____ Information shown
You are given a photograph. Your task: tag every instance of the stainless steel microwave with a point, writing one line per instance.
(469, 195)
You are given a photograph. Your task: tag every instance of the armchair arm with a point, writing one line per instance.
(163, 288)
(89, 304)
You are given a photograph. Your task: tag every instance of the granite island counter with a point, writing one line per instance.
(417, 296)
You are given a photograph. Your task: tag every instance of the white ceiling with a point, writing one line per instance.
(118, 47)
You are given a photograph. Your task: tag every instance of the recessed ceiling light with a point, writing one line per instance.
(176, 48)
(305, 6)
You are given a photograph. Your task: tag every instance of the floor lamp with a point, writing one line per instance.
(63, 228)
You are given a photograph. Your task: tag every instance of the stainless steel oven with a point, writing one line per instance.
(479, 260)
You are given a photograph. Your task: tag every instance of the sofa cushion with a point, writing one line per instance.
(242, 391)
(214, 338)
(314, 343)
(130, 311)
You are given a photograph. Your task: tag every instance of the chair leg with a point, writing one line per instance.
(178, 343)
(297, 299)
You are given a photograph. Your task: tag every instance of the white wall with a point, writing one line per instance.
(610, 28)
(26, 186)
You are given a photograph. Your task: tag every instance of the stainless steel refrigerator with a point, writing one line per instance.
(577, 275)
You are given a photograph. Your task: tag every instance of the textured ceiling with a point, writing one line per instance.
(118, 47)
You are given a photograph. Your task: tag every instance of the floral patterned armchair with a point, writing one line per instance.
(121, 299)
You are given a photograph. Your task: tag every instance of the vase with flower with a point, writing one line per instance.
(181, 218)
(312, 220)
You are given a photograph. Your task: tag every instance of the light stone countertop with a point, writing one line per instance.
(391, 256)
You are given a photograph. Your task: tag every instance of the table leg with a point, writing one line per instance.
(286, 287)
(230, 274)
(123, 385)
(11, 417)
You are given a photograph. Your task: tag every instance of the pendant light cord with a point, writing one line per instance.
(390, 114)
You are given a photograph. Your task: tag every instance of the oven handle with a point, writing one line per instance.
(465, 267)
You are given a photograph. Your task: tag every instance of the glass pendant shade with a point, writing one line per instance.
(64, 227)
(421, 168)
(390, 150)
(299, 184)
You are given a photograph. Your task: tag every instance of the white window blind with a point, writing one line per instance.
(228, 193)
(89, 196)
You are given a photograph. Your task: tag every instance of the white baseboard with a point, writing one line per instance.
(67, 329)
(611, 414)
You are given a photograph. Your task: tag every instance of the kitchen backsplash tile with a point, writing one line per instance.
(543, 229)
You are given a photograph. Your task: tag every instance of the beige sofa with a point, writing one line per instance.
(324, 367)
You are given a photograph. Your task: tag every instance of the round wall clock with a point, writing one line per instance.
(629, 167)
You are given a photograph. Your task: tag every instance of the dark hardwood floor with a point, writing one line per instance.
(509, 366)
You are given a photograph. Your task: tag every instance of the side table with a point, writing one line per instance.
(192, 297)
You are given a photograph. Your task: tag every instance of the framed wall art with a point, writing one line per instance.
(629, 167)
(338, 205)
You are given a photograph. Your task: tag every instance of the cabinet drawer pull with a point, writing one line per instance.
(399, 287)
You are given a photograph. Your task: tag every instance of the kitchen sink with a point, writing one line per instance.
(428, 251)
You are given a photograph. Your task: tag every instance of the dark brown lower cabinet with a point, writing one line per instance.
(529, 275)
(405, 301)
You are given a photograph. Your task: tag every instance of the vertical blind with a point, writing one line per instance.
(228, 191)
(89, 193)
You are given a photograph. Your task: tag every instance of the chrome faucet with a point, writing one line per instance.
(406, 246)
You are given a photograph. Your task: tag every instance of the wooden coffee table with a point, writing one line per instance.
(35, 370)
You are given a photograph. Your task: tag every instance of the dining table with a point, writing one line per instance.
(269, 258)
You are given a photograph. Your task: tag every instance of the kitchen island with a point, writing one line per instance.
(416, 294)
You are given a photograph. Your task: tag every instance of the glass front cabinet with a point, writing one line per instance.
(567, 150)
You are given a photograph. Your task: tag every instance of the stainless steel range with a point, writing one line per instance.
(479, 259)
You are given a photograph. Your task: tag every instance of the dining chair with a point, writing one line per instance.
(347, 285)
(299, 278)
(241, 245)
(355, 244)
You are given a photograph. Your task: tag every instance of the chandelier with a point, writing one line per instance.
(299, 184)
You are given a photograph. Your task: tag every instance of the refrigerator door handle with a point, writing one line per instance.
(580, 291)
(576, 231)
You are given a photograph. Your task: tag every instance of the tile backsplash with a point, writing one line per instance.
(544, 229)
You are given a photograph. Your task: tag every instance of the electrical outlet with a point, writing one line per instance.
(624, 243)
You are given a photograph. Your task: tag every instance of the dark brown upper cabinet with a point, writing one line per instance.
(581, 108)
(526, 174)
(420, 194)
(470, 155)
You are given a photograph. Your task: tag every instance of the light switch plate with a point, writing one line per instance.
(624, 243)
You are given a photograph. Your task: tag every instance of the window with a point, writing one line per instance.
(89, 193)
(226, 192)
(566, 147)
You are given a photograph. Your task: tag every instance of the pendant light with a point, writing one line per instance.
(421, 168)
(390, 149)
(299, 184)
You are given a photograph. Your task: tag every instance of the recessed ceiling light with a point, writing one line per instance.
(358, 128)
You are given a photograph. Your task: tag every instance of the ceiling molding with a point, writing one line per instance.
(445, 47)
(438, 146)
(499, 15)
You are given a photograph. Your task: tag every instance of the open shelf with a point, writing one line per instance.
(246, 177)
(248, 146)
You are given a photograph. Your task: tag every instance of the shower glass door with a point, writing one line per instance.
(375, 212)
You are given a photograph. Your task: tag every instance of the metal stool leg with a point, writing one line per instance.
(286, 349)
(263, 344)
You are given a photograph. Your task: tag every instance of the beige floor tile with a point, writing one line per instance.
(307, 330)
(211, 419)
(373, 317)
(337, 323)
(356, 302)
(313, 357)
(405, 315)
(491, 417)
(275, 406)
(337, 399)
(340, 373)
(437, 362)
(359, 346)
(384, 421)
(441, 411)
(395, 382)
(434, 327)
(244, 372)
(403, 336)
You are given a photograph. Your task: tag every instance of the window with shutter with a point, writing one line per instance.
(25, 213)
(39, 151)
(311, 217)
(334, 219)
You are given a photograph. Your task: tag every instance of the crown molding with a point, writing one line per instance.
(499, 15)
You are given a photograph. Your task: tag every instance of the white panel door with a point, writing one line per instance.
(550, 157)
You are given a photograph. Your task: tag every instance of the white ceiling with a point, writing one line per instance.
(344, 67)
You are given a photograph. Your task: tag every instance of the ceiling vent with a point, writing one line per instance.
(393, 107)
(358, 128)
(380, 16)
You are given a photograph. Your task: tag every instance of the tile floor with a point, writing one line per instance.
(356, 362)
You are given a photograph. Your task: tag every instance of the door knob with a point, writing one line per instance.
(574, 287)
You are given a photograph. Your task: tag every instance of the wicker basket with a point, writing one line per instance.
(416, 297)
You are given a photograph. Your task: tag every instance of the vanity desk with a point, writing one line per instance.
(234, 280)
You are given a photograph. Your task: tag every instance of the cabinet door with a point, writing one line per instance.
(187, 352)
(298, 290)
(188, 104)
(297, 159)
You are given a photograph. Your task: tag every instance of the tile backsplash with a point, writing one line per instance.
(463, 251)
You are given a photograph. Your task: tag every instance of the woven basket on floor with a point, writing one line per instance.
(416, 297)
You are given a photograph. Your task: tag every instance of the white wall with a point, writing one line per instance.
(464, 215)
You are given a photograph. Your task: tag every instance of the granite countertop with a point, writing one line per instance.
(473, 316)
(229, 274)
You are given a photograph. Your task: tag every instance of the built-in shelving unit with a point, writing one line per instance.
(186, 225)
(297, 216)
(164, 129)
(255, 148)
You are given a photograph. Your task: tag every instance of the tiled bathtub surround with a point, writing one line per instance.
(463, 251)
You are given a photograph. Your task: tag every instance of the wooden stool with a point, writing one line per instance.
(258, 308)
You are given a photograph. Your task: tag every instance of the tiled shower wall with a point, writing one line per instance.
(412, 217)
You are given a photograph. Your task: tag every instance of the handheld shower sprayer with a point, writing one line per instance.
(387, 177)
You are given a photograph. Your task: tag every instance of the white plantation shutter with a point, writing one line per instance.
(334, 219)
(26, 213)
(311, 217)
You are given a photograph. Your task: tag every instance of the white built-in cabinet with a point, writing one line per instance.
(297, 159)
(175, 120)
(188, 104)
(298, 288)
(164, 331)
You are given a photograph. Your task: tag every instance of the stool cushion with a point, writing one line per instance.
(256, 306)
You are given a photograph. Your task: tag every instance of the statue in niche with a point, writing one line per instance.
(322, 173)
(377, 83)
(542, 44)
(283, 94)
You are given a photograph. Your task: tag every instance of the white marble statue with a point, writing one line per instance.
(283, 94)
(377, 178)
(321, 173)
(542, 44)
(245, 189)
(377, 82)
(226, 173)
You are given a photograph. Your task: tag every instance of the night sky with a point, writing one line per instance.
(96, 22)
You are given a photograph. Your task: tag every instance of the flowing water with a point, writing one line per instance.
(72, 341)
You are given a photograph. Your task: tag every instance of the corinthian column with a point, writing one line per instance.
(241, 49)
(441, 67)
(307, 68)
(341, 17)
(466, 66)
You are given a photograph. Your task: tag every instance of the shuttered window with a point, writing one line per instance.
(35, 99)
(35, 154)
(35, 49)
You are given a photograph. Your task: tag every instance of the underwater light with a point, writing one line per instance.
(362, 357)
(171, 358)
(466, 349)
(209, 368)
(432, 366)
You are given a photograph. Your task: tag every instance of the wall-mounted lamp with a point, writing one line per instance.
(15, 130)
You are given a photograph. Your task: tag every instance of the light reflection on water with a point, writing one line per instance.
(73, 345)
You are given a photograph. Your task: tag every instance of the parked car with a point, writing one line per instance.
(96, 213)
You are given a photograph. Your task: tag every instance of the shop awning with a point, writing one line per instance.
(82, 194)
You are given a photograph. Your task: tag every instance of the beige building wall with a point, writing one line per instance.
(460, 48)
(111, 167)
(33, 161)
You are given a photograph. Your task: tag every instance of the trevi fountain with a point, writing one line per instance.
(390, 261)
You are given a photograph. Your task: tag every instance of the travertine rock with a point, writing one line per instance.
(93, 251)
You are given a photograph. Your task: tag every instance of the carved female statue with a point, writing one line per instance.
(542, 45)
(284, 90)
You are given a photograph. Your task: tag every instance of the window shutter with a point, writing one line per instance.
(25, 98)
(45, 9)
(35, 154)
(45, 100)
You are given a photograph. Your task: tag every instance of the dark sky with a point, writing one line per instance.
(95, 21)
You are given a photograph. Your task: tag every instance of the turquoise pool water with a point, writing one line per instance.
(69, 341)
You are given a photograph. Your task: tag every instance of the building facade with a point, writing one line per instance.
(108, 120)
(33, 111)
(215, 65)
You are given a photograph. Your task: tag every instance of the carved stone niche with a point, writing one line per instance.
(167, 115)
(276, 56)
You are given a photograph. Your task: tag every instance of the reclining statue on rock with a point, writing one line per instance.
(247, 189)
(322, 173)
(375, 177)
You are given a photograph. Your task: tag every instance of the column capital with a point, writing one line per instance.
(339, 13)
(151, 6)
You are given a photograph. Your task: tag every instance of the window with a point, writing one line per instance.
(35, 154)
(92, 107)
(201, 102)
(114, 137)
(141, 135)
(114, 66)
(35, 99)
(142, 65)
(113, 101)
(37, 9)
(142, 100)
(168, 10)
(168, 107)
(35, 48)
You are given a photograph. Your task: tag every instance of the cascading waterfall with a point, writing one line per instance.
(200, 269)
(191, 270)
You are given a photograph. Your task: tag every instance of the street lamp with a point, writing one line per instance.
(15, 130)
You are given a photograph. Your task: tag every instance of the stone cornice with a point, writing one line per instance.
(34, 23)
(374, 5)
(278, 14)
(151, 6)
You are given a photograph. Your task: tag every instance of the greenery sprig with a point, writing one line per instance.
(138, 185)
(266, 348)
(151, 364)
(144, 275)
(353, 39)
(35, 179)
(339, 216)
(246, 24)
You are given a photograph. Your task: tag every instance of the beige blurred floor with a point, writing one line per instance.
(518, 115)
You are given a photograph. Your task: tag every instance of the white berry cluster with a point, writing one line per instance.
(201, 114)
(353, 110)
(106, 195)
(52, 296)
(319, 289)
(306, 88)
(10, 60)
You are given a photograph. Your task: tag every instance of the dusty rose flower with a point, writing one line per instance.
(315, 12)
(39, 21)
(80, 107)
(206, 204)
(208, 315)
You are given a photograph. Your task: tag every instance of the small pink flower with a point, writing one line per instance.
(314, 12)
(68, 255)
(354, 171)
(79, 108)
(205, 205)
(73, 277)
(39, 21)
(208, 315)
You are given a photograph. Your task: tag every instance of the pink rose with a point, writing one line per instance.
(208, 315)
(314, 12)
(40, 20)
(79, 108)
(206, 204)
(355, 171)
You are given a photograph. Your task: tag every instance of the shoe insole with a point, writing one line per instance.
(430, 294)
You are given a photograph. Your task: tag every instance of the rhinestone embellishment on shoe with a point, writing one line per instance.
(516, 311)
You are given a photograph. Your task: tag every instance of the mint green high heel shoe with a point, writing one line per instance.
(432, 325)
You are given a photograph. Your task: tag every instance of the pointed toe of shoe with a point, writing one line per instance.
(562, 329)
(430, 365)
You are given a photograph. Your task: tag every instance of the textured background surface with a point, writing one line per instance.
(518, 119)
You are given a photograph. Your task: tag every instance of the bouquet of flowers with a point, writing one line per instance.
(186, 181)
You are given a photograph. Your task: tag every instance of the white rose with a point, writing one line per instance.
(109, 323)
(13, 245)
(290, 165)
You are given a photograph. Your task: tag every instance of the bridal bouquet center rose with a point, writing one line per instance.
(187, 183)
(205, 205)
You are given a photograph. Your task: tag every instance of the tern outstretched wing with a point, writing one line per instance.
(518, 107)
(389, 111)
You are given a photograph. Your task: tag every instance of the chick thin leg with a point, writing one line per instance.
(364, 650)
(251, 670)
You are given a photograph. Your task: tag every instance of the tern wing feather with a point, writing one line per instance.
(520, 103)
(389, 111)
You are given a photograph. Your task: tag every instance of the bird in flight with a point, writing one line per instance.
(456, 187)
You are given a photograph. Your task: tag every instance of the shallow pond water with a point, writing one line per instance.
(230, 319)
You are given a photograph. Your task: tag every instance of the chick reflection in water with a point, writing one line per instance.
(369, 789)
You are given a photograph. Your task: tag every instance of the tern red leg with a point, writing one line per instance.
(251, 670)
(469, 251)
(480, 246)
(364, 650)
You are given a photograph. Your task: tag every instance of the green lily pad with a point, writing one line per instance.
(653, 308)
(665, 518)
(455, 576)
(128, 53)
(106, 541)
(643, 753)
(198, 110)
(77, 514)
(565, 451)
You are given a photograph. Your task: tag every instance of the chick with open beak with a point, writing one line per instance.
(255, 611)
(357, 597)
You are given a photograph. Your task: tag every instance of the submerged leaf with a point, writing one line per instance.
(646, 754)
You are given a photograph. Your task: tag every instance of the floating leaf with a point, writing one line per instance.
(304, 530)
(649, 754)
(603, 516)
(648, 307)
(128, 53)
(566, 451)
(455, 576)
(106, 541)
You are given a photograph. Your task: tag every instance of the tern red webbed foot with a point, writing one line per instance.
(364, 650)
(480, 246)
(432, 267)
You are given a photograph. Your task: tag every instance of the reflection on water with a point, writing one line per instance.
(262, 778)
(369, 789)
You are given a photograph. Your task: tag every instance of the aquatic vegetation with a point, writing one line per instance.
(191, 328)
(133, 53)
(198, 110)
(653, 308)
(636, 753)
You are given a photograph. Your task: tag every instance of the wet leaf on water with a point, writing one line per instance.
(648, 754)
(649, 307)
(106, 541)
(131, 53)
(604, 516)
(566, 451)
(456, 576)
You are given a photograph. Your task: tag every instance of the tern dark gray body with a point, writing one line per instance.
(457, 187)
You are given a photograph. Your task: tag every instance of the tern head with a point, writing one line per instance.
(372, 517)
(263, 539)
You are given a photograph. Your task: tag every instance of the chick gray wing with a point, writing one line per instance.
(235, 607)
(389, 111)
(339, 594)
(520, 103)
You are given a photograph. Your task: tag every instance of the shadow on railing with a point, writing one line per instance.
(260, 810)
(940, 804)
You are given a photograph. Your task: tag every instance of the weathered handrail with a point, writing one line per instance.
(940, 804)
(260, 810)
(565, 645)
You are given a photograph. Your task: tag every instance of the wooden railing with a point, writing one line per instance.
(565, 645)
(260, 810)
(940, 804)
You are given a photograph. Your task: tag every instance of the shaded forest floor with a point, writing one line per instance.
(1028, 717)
________
» Aim of the task:
Take the line holding "the tern dark" and all lines after it through the end of the data, and set them down exactly.

» Finished answer:
You are given a photograph. Your task: tag every instance of the tern dark gray body with a point, writing one line per instance.
(457, 187)
You are given a photograph. Your task: tag every instance of the tern head with a point, writing one line per instance.
(372, 517)
(263, 539)
You are given a photograph. Your task: tag every instance of the chick gray wing with a point, writing one line per instance.
(235, 607)
(389, 111)
(339, 594)
(520, 103)
You are given a photograph. Your task: tag every instance of the shadow on railing with a point, writing one line per instance.
(260, 810)
(940, 804)
You are given a photograph. Your task: tag every instance of the weathered handrail with a point, writing one line per instance.
(940, 804)
(260, 810)
(565, 645)
You are given a photograph. Your task: tag every instance of the wooden railing with a point, writing one line per instance.
(565, 645)
(260, 810)
(940, 804)
You are given a photograph. Your task: tag every instance of the shaded forest floor with a point, writing one line per instance.
(1028, 717)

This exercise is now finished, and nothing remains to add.